**YOUR TASK**:
Skip the pictures, please, and write out exactly the lines from the opening of the data through the line containing "pixel 212 172.".
---- EXTRACTED RECORDS
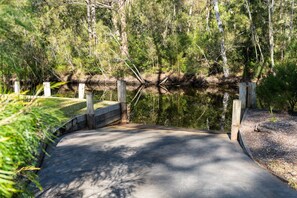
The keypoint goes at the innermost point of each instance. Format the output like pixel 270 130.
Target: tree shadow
pixel 125 162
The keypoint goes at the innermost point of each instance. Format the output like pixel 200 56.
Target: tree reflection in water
pixel 176 107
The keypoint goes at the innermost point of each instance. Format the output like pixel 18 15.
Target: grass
pixel 70 107
pixel 24 125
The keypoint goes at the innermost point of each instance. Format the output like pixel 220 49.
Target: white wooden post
pixel 242 95
pixel 47 89
pixel 17 87
pixel 252 97
pixel 121 86
pixel 235 119
pixel 90 111
pixel 81 90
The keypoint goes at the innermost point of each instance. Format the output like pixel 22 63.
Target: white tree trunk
pixel 291 19
pixel 271 38
pixel 123 22
pixel 255 37
pixel 93 21
pixel 223 49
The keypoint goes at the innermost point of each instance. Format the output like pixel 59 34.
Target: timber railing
pixel 93 118
pixel 247 99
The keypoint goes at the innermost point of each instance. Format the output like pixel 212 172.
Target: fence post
pixel 81 90
pixel 47 89
pixel 90 111
pixel 252 98
pixel 235 119
pixel 121 86
pixel 242 94
pixel 17 87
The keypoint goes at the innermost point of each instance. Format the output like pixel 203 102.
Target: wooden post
pixel 121 86
pixel 90 111
pixel 81 90
pixel 235 119
pixel 252 98
pixel 242 95
pixel 47 89
pixel 17 87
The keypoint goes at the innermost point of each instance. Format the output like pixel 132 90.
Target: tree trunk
pixel 271 38
pixel 88 3
pixel 93 21
pixel 255 38
pixel 123 22
pixel 291 19
pixel 207 14
pixel 223 49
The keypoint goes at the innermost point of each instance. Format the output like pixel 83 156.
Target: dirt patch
pixel 272 140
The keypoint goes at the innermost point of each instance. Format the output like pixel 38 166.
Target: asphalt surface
pixel 152 162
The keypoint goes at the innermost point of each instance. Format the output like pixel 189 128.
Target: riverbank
pixel 272 141
pixel 168 79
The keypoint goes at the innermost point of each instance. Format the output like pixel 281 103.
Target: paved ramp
pixel 135 161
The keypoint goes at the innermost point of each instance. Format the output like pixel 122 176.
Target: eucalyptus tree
pixel 221 29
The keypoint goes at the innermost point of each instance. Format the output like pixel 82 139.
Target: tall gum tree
pixel 221 30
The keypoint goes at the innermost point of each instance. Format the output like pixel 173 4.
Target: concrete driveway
pixel 153 162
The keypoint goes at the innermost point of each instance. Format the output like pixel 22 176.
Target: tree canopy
pixel 43 39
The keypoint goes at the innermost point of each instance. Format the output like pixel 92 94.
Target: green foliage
pixel 24 125
pixel 44 39
pixel 280 91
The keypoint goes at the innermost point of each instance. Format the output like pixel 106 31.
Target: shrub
pixel 24 124
pixel 279 91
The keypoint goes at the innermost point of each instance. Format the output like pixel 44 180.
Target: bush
pixel 280 91
pixel 24 124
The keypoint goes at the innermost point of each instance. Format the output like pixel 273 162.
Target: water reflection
pixel 188 108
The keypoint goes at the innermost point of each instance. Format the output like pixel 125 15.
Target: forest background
--------
**EXPECTED OUTPUT**:
The keypoint goes at the innermost point of each instance. Format the output like pixel 270 130.
Target: tree shadow
pixel 125 162
The keypoint goes at the innermost point of each instance. Format the output like pixel 200 56.
Target: tree reflection in water
pixel 176 107
The keypoint goes at the innermost point of each instance. Format the output like pixel 18 15.
Target: grass
pixel 70 107
pixel 24 125
The keypoint goes at the innermost point of each instance. Format the output like pixel 220 49.
Target: white wooden post
pixel 242 95
pixel 47 89
pixel 17 87
pixel 252 97
pixel 121 86
pixel 235 119
pixel 90 111
pixel 81 90
The keypoint goes at the innermost point of each instance. Format the output like pixel 22 63.
Target: white tree trunk
pixel 291 19
pixel 271 38
pixel 123 22
pixel 255 37
pixel 93 21
pixel 223 49
The keypoint goes at the innermost point of each instance. Format the output like pixel 59 34.
Target: timber railing
pixel 93 118
pixel 247 99
The keypoint goes at the innermost point of each instance. Format the output like pixel 212 172.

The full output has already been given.